• _PROVIDED DATA_
— start —

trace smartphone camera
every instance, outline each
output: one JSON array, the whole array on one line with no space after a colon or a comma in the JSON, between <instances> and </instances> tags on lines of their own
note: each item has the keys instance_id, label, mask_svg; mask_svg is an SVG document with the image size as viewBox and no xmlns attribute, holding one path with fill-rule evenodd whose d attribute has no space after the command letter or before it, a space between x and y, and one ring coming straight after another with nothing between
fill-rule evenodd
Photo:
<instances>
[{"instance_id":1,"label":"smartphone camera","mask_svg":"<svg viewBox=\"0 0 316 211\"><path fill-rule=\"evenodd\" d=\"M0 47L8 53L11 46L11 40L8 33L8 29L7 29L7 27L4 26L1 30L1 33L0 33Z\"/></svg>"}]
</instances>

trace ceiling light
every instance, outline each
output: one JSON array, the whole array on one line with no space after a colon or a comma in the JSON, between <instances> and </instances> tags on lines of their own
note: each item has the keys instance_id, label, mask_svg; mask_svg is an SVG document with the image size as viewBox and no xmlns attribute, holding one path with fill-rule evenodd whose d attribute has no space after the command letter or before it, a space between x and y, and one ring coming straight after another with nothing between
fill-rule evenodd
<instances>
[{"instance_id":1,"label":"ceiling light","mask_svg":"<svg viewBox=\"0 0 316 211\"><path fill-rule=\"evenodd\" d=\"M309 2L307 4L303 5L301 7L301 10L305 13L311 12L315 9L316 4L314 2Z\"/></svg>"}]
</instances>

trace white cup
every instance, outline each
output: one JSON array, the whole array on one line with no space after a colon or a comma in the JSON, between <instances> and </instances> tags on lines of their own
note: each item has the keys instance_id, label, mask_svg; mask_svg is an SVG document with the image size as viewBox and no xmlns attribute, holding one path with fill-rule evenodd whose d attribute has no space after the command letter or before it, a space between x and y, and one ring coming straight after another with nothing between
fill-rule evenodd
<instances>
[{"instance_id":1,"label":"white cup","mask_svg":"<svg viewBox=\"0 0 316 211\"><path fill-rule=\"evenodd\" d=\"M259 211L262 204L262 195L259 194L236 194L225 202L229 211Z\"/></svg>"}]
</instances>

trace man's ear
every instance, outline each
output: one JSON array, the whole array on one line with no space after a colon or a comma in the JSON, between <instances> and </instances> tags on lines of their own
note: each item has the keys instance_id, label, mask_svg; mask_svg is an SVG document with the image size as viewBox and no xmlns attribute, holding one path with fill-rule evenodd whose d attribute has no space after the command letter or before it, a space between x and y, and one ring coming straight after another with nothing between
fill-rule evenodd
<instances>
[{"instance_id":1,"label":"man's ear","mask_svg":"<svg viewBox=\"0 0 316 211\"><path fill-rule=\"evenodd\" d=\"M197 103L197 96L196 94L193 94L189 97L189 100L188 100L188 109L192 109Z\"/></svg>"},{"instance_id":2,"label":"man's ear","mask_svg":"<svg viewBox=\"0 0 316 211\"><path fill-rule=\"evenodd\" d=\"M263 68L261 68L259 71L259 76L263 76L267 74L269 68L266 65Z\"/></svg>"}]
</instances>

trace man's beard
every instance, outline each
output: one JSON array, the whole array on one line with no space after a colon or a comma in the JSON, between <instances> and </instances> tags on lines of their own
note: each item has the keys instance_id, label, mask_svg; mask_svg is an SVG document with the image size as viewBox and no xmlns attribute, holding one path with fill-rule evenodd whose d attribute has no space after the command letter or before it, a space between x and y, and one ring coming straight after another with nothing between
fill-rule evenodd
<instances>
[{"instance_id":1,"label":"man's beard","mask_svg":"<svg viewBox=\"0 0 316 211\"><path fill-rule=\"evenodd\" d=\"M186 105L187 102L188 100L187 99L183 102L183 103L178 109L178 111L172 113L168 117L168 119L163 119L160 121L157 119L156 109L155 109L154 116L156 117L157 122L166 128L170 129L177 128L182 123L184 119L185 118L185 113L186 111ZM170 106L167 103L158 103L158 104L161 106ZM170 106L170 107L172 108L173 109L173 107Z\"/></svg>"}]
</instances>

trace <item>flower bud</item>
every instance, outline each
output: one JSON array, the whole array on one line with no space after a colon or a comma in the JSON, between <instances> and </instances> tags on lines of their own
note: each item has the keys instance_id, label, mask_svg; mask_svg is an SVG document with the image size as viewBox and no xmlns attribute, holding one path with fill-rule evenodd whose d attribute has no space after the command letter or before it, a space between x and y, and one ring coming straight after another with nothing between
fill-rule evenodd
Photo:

— end —

Tally the lines in the listing above that contain the string "trace", counting case, and give only the number.

• _REPLY TO THE TASK_
6